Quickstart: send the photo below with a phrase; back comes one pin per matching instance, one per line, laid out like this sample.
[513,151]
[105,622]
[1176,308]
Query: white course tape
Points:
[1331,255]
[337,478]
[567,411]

* **Exercise details**:
Can you copy every line of the records above, word for word?

* **Task output**:
Quickstart: send the photo below with a phrase; back comes one pin per matching instance, one per line, laid out like this sample.
[513,151]
[105,622]
[1176,308]
Query: white course tape
Points:
[1331,255]
[337,478]
[567,411]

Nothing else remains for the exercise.